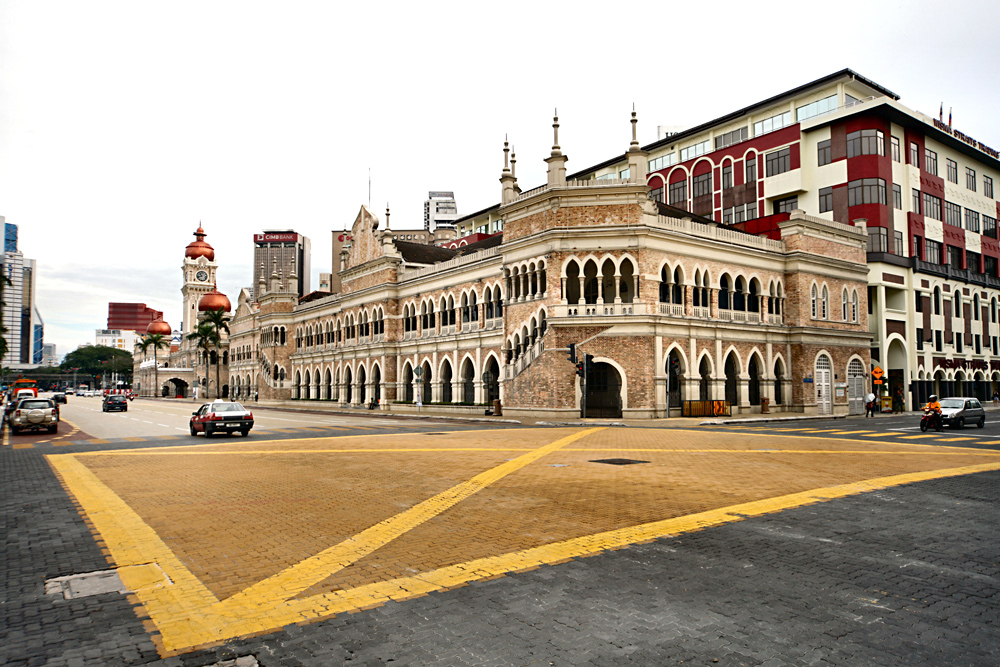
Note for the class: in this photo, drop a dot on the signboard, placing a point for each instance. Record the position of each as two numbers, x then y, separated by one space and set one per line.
282 237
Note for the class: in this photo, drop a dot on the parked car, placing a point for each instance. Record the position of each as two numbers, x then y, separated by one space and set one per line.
221 416
957 412
34 414
114 402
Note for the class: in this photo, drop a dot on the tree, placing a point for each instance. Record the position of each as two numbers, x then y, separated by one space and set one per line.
204 337
218 319
94 359
156 342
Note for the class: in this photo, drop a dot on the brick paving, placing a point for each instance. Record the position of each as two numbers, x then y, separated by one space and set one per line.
898 575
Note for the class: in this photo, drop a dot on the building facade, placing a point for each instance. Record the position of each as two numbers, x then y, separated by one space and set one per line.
289 250
670 308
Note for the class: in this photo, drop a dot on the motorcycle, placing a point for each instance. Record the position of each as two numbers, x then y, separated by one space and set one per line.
930 418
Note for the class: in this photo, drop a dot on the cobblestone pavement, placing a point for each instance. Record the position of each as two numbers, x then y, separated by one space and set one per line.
506 547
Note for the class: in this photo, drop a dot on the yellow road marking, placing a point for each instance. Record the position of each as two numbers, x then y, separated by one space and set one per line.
188 615
311 571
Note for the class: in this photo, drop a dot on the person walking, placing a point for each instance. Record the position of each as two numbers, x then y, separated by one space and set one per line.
870 405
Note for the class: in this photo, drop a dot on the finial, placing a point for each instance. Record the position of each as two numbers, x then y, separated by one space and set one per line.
555 134
635 141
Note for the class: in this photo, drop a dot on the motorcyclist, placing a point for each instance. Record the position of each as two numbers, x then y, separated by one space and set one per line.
935 408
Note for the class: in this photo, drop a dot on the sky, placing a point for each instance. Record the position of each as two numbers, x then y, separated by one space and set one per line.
125 125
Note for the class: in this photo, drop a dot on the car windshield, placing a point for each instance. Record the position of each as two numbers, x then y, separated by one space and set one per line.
227 407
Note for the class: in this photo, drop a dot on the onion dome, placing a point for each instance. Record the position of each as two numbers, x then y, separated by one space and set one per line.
214 300
160 327
199 248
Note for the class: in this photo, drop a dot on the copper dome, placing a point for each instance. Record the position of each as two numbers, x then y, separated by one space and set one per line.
214 300
160 327
199 248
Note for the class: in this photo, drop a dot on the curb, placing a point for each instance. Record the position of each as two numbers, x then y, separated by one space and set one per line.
764 420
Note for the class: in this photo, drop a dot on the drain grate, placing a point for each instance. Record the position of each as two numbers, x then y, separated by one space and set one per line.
619 462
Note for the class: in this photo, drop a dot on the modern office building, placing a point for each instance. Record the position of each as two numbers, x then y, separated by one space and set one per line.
132 316
284 251
440 210
20 315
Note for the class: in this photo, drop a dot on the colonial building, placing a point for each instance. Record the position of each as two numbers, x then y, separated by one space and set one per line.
672 307
187 367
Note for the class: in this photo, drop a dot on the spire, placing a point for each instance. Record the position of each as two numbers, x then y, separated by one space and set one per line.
555 134
635 142
556 161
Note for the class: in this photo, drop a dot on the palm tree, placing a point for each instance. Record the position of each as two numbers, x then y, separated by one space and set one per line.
204 337
157 342
218 321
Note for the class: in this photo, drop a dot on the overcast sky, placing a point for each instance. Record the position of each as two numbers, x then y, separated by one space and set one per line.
124 124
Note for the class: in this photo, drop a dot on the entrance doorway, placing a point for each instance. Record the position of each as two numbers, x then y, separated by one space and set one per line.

What is required :: Set down all the data again exactly as above, pictures excluded.

The answer ::
Note for the class: in this photo, drop a dot on the signboard, placing a point for each instance. Record the position of each as two numbers, x then y, separated by one space and set one per line.
282 237
Note for the class: in this photo, drop a dot on the parked car, placing a point for each instance. Record the position of each as two numbers, x then y, separated by one space and set one per line.
221 416
957 412
34 414
114 402
Note for the class: in this photo, drop a dot on the tree, placing a point for each instance. Record the position of each as two numbers, x then y, separated by one space and set one per line.
204 337
218 319
94 359
156 342
Note for the class: in this photo, drop a dot on the brick paving, placing a point for each instance. Record the position of each as two numbers, x then y, separated by one space and set one per line.
898 575
Note for the class: in this photo, drop a dot on the building facade, placing a point for each instance. Record the position of each as two numbers, x then y, separated by one space and set one per line.
289 250
670 308
Note for the class: in this photo, drop a dot on the motorcycle, placing a point for each instance. Record the position of each as two numbers, x then y, separated by one space and set one per line.
930 418
Note for the class: in this photo, drop a dot on the cobblestone pavement, placing a point for each instance. Record the position of each as two numbers, x then y, separated by one space and set one per line.
506 547
Note for the class: in this photo, drop a dot on the yellow road marking, placing a point for each instance. Record the position of each as two numbers, x then y, separated by one space and set one per line.
188 615
311 571
Note for the class: in this photo, drop a dot on the person walking, placing a point for each instance. Record the position of each as two numbers, x then y, separated by one space and set one per line.
870 405
Note for the class: in this photo, drop a dot on the finial, placing a point for each instance. Record the position of each as two numbers, x then y, separated by one space and set one per line.
555 134
635 141
Note for the class: in this photo, drop a dot on the motorcyclist, placing a point for each instance. Record the position of each as two numbers, x then y, separated by one space and set one per line.
935 408
Note for the class: in this photo, drop a dot on the sky, placing a point for each instance. Record the position of each as two numbers, x then y, separated by one space and set one per line.
125 125
Note for the class: in this photo, drop a dot on the car windshield, placing a point for each instance. Record the position of each as two numbers, x then y, separated by one space and set one per line.
227 407
Note for the class: in this photo, drop a dot on the onion dome, placing a point for each instance. Record the position of each as two numbers, x then y, separated by one space and set one per line.
214 300
160 327
199 248
Note for the class: in this photo, drop a dot on the copper dome, placing a point for each instance. Record the position of each as two numbers, x then y, separated by one space and set one per line.
214 300
160 327
199 248
Note for the class: in this photo, drop a dot on the curb, placing a point for each instance. Record the position of each as two numbers, x then y, separated by one space and set one per line.
764 420
Note for the class: in this photo, drop a dot on the drain grate, placing a point for each instance. Record the position of each as two numbers, x then y, separated by one space and set one per line.
619 462
Note for the class: in this photo, drop a dot on the modern office building, placing a point for each instance. Record the position of each as two numbers, x then y, separated by one space and set one per line.
132 316
284 251
440 210
20 315
Note for the class: in this photo, drop a dot on the colonial building, placing a point for each instance. Record the position of each as two numbers, x then y, separated by one space and set one per line.
672 307
187 367
Note for the class: in this photo, drop a dot on the spire, placing a point for each instance. Record the position of each as two numbers, x then y, separated by one space and set one per line.
555 134
635 142
556 161
Note for the class: in this photo, drop a dot on the palm tree, placing a point for each instance. Record the position of each as two numbers, x then y, separated by one space and set one per line.
204 337
157 342
218 321
Note for the class: in this photo, drop a dot on the overcast sky, placing a point for each instance. Record the position of each as two numbers, x then y, separated by one space and set one per line.
124 124
Note for the class: in this photo, drop a dot on the entrance doorway, placing a point for each instance. Record the position of each as two numbers, x then y, separated by one space and set one per line.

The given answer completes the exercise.